# [TASK ITEM]
Nothing in the records below should be altered when they are retyped.

# [INFORMATION SUPPLIED]
BEGIN

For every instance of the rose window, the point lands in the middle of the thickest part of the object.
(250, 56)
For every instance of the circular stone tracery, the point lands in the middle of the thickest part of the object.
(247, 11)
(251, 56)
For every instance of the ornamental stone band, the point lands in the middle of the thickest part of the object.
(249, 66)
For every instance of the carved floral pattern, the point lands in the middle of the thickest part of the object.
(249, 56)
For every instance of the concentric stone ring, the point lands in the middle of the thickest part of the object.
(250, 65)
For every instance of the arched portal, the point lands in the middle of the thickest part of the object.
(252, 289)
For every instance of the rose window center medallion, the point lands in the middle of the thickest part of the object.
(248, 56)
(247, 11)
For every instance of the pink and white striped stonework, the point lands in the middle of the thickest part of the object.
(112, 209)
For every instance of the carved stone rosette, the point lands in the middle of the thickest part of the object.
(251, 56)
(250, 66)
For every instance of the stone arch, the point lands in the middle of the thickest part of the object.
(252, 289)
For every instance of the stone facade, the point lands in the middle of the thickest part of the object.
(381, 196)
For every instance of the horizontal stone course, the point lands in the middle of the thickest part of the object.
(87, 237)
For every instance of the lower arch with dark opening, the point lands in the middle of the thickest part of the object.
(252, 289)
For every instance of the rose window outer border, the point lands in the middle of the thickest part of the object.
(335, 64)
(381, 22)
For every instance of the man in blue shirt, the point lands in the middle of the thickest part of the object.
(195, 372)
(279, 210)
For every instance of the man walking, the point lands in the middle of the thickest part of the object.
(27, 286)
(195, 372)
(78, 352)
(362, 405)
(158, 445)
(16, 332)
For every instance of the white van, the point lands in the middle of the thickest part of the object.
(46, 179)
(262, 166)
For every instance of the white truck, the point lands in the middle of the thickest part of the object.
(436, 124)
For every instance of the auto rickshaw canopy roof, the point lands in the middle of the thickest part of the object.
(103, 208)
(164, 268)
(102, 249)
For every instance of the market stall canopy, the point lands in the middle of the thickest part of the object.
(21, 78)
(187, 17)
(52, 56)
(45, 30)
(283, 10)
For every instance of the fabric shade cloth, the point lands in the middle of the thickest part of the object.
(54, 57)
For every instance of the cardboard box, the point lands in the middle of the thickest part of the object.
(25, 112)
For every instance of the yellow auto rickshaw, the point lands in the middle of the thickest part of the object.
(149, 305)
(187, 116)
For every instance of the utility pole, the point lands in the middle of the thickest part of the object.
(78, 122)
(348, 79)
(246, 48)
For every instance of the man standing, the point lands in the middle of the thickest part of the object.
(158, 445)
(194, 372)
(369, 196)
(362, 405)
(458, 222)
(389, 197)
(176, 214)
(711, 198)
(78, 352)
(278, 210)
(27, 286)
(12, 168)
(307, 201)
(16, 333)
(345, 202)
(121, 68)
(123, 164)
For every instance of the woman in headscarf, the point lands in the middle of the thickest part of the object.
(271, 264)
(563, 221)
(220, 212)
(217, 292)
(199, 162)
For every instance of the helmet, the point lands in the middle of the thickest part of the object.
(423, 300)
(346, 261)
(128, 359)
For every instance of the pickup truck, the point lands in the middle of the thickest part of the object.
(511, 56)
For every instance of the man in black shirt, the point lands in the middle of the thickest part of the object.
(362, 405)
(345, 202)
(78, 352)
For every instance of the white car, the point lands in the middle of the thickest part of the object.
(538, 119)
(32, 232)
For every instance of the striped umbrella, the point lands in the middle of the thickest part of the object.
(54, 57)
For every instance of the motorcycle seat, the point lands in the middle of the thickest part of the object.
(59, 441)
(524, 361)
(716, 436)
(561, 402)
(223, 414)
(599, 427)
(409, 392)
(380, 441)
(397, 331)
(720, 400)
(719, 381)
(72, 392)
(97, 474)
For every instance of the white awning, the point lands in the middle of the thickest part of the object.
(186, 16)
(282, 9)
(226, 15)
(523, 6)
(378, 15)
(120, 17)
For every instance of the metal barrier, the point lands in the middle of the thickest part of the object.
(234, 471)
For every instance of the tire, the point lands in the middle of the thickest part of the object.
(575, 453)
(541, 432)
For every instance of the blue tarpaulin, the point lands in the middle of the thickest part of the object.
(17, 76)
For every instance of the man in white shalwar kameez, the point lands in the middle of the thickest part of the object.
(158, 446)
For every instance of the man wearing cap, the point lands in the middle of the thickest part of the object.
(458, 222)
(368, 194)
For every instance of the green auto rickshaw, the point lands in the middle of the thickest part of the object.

END

# [ANSWER]
For every instance of the rose window, the point lands in the middle of the thickest part of the object.
(250, 56)
For every instance of the circular stone tracery, the point lands in the middle of the thickest part of the object.
(247, 11)
(251, 56)
For every instance of the ornamental stone band, the point lands in the middle of the thickest part of the object.
(249, 66)
For every instance of the carved floral pattern, the point lands in the middle of the thickest part of the object.
(249, 56)
For every instance of the concentric stone ring, the point lands in the middle of the thickest part of the object.
(250, 65)
For every instance of the arched portal, the point lands in the middle of the thickest part of the object.
(252, 289)
For every instance of the rose window center medallion, the point lands in the middle of the thickest part of the object.
(248, 56)
(247, 11)
For every instance of the pink and white striped stonework, the point lands in the middle of the thickest part of the object.
(112, 209)
For every instance of the carved stone rosette, the point lands in the middle of the thickest part of the object.
(251, 56)
(250, 66)
For every instance of the stone arch, the point lands in the middle of the thickest part of the object.
(252, 289)
For every instance of the stone facade, the point lands in the middle of the thickest part of the object.
(381, 196)
For every instance of the horizontal stone course, the point lands in the middle of the thickest part of the object.
(87, 237)
For every instance of the lower arch with dark opening, the point lands in the middle of the thickest part of the object.
(252, 289)
For every instance of the rose window outer border, the point lands in the middle of the thickest part of the object.
(335, 64)
(381, 22)
For every instance of the man in blue shirt, the point lands in the middle of the thickest part of the object.
(195, 372)
(279, 210)
For every instance of the man walking, the point lands in the middle of the thickest part of the object.
(27, 286)
(195, 372)
(78, 352)
(362, 405)
(158, 445)
(16, 332)
For every instance of the white van, the point lands in the middle of the thickest part of the object.
(46, 179)
(262, 166)
For every instance of the white truck, the point lands in the middle of the thickest part of the object.
(436, 124)
For every instance of the auto rickshaw canopy roof, the point lands in the middle of the thickest part of the object.
(103, 208)
(164, 268)
(102, 249)
For every instance of the market stall canopy, the point lands in the middle of the thickest part of the object.
(21, 78)
(187, 17)
(52, 56)
(45, 30)
(283, 10)
For every instance of the fabric shade cloth, the point lands in the middle of the thickest part of the object.
(54, 57)
For every instance of the cardboard box, the point lands in the middle of the thickest part of the object.
(25, 112)
For every instance of the yellow auto rickshaw, the point lands in the middle of the thickest part of the object.
(149, 305)
(187, 116)
For every instance of the utility pole, the point lands in the middle of the thickest part of the object.
(78, 122)
(348, 79)
(246, 48)
For every instance of the man standing, the point lands in the middle of the thickest part of the object.
(158, 445)
(194, 372)
(369, 196)
(362, 405)
(458, 222)
(389, 197)
(176, 214)
(711, 198)
(78, 352)
(278, 210)
(27, 286)
(12, 168)
(307, 201)
(16, 333)
(345, 202)
(121, 68)
(123, 164)
For every instance of the woman in headscarf, the point lands in the middle of the thickest part of the object.
(271, 264)
(563, 221)
(220, 212)
(217, 292)
(199, 162)
For every instance of the helmet, the point lands in the middle of the thickest part of the object.
(423, 300)
(346, 261)
(128, 359)
For every instance of the pickup truck, the point lands in the middle of the thickest part of the object.
(511, 56)
For every instance of the man in black shirt, the point lands in the middle of the thickest part of the object.
(362, 405)
(345, 202)
(78, 352)
For every instance of the white car, the point lands in the middle of the thickest part of the object.
(538, 119)
(32, 232)
For every instance of the striped umbrella, the point lands in the middle of the thickest part of the object.
(54, 57)
For every instance of the motorcycle seat, the point lands in the middle of the thickest part of the object.
(59, 441)
(524, 361)
(716, 436)
(561, 402)
(223, 414)
(599, 427)
(409, 392)
(380, 441)
(397, 331)
(720, 400)
(719, 381)
(72, 392)
(97, 474)
For every instance of the white awning, the point lands in the middle of the thickest part of the object.
(186, 16)
(282, 9)
(226, 15)
(523, 6)
(378, 15)
(120, 17)
For every instance of the metal barrier, the point lands in the middle of the thickest part of the object.
(234, 471)
For every instance of the tire, the point lands in the middle of the thickest part of the object.
(575, 453)
(541, 432)
For every instance of the blue tarpaulin, the point lands in the middle of the thickest part of the object.
(17, 76)
For every instance of the man in white shalwar kameez, the point lands in the middle of the thickest part of the object.
(158, 446)
For every instance of the man wearing cap, the point lands in the middle of the thickest part of the object.
(458, 222)
(368, 194)
For every instance of the green auto rickshaw, the point lands in the middle of the thickest part of the object.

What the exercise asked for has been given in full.